▶ _ASSIGNMENT_
Below are records; extract exactly the lines from the one containing "leg with a single marker." through the last, both included, and keep the pictures out.

▶ _MATERIAL PROVIDED_

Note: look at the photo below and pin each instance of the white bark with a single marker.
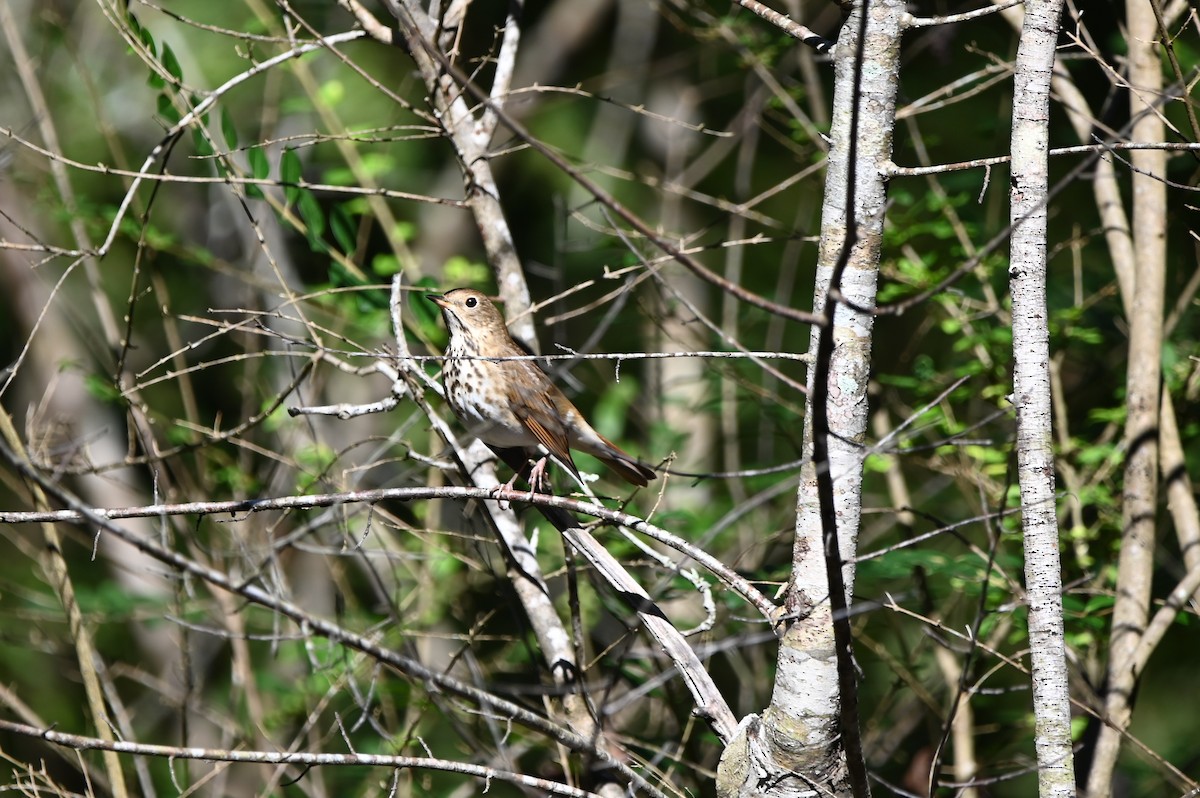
(1135, 565)
(803, 730)
(1031, 383)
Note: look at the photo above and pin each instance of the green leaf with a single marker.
(202, 143)
(313, 219)
(102, 389)
(167, 109)
(385, 265)
(331, 93)
(259, 168)
(291, 173)
(171, 64)
(342, 227)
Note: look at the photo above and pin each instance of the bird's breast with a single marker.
(477, 391)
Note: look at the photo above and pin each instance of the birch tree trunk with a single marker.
(811, 726)
(1031, 383)
(1135, 565)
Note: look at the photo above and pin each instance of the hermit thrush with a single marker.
(511, 403)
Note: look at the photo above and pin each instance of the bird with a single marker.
(511, 405)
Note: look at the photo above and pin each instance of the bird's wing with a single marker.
(537, 412)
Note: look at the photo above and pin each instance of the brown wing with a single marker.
(537, 413)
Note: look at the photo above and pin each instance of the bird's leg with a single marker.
(537, 475)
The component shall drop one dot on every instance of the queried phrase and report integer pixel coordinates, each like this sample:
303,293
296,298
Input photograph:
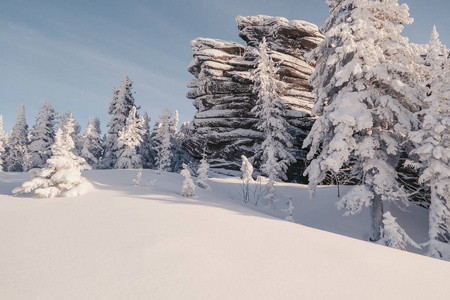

▶ _EXPECTED ANSWER_
Note: look at the photo above and pin each instance of the bird's leg with a single marker.
(537, 475)
The component shall drop one dot on every instance of the queried phrase and report integer pixel coordinates, each like this sample:
303,293
296,298
Input photograph:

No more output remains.